[Region pointing data]
┄┄┄┄┄┄┄┄┄┄┄┄┄┄┄┄┄┄┄┄
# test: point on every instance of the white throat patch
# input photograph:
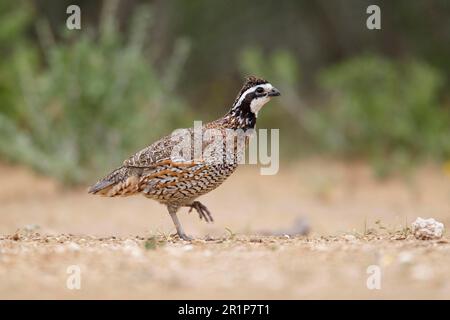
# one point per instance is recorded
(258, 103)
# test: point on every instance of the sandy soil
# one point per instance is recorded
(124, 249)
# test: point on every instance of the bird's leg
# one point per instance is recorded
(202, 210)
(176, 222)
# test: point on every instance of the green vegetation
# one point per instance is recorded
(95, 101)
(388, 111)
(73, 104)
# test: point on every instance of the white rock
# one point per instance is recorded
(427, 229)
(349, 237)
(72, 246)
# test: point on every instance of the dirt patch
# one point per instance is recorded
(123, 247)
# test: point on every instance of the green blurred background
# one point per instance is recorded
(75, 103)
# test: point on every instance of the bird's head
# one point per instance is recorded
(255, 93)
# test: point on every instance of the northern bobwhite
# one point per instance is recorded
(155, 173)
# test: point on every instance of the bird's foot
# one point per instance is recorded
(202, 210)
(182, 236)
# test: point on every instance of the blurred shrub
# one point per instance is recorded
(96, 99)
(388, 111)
┄┄┄┄┄┄┄┄┄┄┄┄┄┄┄┄┄┄┄┄
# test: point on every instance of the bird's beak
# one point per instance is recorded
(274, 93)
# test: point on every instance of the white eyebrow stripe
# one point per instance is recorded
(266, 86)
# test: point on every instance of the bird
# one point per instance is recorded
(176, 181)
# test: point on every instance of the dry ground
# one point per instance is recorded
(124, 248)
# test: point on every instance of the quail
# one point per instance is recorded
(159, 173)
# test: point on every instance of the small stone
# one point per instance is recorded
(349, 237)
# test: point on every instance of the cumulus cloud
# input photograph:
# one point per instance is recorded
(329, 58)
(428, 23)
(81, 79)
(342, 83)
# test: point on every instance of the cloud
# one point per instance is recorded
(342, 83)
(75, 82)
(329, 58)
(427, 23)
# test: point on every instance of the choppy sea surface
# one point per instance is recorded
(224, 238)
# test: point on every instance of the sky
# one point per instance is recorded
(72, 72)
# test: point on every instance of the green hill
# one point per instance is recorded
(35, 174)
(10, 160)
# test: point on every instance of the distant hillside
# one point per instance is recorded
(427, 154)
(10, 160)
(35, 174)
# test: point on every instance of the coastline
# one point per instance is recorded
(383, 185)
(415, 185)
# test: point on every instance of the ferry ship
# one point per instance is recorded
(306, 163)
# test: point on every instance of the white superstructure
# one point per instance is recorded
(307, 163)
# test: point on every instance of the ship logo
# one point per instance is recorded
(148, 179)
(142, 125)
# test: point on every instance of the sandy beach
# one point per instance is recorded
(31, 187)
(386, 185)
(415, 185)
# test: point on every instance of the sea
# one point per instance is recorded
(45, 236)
┄┄┄┄┄┄┄┄┄┄┄┄┄┄┄┄┄┄┄┄
#### TASK
For the word "bird", say how many lines of the data include it, with nothing else in the reply.

#### YOUR RESPONSE
5